▶ _Document source_:
━━━━━━━━━━━━━━━━

La soprano Natalie Dessay sera en concert au Carnegie Hall le mercredi 26 avril pour présenter, avec le pianiste Philippe Cassard, un récital de Schubert. À peine arrivée du Japon où elle a fait trois concerts, elle répond à nos questions.
Votre dernier album, “Schubert“, est votre tout premier récital en Allemand, pourquoi vous êtes vous tournée vers ce compositeur ?
Tout d’abord parce que je suis germanophone, c’est une langue que j’ai côtoyée assez tôt et que je n’ai jamais vraiment quittée. Ce projet n’arrive que maintenant car je crois que j’avais besoin de gagner en maturité intérieure, émotionnelle, musicale et poétique. Et puis enfin, si j’ai choisi Schubert c’est parce que je crois que tout alpiniste doit tenter l’ascension de l’Everest, et que tout chanteur classique doit s’essayer à chanter Schubert.
Dans cet album, quatre lieder sont habituellement destinés aux voix d’homme (Erlkönig, Die Stadt, Liebesbotschaft, Die Götter Griechenland’s), est-ce que ces morceaux ont été difficiles à appréhender ?

━━━━━━━━━━━━━━━━

▶ _Consigne 1_:
D'après l'entretien, avec quel pianiste Natalie Dessay donne-t-elle son récital de Schubert au Carnegie Hall ?
▶ _Consigne 2_:
Relevez dans l'entretien les lieder de l'album cités comme habituellement destinés aux voix d'homme.

▶ _Entrées extraites_:
━━━━━━━━━━━━━━━━

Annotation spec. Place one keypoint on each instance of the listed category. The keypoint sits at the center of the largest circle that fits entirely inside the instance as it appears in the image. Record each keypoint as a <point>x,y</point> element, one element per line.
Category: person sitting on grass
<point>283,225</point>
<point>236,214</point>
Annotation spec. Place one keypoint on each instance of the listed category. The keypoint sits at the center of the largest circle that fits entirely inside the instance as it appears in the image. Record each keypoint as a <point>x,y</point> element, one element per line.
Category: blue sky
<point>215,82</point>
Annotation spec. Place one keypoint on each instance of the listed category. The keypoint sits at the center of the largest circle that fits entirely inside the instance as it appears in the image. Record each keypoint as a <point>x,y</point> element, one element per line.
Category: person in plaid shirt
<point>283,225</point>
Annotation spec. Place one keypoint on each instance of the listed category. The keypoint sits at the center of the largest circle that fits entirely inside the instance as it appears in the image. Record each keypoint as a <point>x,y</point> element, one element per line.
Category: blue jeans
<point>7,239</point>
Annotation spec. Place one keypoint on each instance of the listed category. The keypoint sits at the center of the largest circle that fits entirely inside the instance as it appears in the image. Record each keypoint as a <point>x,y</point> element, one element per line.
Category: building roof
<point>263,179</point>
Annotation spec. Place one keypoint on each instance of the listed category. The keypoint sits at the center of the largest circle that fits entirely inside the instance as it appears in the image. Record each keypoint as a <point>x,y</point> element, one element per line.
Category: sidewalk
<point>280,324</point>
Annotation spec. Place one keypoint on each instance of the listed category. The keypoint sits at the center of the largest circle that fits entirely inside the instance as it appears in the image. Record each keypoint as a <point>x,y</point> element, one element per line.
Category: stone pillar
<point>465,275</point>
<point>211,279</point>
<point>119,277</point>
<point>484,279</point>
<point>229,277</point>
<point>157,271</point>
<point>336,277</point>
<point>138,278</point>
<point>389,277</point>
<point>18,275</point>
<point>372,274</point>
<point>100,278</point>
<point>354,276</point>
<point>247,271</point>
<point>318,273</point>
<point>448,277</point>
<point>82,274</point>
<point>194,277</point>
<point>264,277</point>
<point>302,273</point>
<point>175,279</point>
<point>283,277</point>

━━━━━━━━━━━━━━━━

▶ _Corrigé 1_:
Philippe Cassard.

▶ _Corrigé 2_:
Erlkönig, Die Stadt, Liebesbotschaft, Die Götter Griechenland’s